#### [PASSAGE]

Bill,
As a follow up to
my last …
Lets use the wave
generator ( below in AFL ) to manufacture some synthetic data
…
You can see that I
purposely picked wave lengths that are powers of two … The reason is that
FFT's will of course resolve these quite well as long as you have the sample
size set to be a power of 2 which is larger then the longest wavelength.
The amplitudes and phase offsets are pretty much random.
See the attachments
…
#1 The individual
and composite ( DATA ) waves we generated
#2 The histogram or
periodogram for the FFT … Notice how it picked all wave lengths out with
very little trouble.

[Rows from a segmentation dataset]

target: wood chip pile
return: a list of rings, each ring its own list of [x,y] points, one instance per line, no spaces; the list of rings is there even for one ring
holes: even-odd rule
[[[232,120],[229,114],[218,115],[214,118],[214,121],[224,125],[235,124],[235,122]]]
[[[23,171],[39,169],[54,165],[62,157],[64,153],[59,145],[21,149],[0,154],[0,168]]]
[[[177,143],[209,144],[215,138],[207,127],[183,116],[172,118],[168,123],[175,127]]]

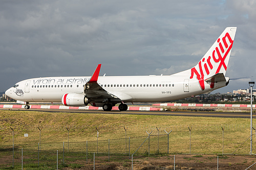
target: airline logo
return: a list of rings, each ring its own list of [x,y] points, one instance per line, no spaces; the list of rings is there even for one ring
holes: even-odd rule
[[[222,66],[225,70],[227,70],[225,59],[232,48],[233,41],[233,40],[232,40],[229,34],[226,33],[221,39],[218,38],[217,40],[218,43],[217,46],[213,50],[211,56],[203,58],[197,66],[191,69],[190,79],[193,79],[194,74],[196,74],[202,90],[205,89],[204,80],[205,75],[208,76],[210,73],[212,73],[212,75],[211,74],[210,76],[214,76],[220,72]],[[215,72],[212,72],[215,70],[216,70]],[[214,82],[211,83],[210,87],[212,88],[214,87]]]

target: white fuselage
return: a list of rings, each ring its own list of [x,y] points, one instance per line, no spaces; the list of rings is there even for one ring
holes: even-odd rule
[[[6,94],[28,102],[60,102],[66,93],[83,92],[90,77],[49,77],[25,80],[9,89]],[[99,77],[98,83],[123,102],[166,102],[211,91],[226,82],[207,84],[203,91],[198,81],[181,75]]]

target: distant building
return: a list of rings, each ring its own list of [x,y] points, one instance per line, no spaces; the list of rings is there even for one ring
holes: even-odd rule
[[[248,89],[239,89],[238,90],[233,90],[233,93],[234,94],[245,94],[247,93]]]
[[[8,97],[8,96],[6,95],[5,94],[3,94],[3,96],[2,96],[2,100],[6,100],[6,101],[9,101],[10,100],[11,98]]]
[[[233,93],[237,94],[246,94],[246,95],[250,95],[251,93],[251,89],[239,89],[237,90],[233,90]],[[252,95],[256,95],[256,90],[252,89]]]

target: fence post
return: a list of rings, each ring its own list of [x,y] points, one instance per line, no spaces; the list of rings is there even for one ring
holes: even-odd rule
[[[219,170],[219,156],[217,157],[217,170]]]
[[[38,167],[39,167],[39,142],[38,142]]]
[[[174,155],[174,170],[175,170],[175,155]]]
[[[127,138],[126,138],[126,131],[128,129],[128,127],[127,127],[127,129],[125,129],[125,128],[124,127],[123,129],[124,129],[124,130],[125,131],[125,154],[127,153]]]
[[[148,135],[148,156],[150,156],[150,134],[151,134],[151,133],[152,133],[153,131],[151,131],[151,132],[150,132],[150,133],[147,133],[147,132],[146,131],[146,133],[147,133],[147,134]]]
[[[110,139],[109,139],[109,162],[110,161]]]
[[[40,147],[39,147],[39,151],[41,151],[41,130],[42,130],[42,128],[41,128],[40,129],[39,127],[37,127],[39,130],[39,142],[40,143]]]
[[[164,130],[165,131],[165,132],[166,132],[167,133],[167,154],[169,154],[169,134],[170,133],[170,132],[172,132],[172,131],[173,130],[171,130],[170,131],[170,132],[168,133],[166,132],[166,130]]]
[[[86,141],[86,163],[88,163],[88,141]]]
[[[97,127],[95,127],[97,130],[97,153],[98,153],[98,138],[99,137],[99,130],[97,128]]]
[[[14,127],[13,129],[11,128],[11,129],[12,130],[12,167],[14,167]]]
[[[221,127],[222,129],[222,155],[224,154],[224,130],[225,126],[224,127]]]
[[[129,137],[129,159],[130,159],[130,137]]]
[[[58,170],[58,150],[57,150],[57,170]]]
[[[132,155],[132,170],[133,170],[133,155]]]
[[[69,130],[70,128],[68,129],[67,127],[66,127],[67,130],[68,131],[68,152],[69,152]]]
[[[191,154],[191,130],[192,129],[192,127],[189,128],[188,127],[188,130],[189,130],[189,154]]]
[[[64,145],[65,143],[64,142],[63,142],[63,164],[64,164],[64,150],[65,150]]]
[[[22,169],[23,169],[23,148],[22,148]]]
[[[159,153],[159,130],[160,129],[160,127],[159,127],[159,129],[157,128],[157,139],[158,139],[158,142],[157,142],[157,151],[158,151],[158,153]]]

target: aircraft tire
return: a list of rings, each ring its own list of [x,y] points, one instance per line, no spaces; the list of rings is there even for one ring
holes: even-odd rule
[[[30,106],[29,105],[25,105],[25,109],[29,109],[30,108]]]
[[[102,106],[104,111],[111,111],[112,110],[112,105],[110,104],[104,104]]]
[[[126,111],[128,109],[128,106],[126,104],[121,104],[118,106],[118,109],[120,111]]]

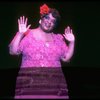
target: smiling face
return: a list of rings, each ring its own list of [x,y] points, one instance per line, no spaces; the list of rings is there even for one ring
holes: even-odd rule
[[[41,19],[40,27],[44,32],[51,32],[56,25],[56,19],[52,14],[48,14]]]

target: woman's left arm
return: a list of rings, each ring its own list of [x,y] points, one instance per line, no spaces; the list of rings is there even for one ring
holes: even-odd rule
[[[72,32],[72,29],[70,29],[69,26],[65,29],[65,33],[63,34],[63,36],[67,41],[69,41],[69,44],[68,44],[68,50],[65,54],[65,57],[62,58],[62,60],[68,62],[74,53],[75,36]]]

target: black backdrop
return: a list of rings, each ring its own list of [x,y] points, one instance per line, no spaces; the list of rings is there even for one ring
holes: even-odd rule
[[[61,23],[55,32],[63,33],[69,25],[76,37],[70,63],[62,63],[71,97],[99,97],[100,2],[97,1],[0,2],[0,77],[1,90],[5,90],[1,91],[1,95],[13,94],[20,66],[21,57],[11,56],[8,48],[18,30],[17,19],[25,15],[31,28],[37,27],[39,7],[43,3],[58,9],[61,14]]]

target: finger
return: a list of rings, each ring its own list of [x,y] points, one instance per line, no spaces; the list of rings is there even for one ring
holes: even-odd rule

==

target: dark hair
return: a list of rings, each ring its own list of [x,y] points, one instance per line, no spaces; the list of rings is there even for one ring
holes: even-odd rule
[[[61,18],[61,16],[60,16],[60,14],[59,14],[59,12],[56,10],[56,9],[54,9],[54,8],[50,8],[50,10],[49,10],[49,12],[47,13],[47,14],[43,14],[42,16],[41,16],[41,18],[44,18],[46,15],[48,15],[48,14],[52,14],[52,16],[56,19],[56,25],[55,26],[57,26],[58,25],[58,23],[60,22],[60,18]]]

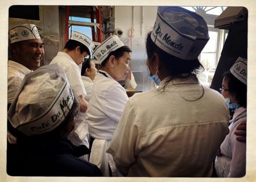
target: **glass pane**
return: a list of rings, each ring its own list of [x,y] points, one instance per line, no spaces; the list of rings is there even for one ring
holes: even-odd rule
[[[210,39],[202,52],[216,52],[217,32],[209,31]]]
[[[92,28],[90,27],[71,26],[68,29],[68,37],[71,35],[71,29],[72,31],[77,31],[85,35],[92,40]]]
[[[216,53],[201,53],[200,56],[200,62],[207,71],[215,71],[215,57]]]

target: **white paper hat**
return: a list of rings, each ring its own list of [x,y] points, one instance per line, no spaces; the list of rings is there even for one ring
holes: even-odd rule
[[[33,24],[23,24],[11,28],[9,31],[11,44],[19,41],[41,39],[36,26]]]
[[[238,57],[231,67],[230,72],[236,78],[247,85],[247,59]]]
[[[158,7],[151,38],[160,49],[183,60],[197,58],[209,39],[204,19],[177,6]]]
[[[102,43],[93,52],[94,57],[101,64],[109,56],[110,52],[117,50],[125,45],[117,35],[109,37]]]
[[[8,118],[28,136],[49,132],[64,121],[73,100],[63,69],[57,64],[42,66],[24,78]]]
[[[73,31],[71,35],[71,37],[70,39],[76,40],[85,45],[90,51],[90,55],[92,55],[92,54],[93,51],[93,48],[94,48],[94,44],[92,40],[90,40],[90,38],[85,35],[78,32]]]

--

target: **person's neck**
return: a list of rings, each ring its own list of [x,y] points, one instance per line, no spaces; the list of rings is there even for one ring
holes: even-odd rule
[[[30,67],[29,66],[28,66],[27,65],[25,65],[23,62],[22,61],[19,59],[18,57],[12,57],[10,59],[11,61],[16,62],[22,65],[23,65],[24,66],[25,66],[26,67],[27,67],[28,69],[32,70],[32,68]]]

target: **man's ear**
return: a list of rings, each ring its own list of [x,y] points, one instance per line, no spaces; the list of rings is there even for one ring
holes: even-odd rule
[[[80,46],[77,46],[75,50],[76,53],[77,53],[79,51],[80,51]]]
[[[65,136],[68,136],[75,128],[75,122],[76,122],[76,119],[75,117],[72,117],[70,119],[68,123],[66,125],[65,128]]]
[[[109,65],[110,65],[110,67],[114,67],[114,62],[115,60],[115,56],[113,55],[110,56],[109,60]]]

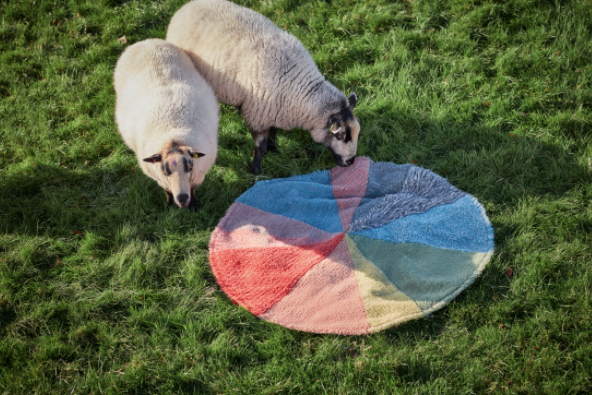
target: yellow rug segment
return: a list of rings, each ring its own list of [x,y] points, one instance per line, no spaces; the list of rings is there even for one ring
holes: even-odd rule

#### [WHAT IS NEEDED]
How would you render this sentence from the post on FFT wave synthesis in Spanish: "The amplitudes and phase offsets are pretty much random."

#### [RESULT OF THIS TASK]
Las amplitudes y los desfases de fase son prácticamente aleatorios.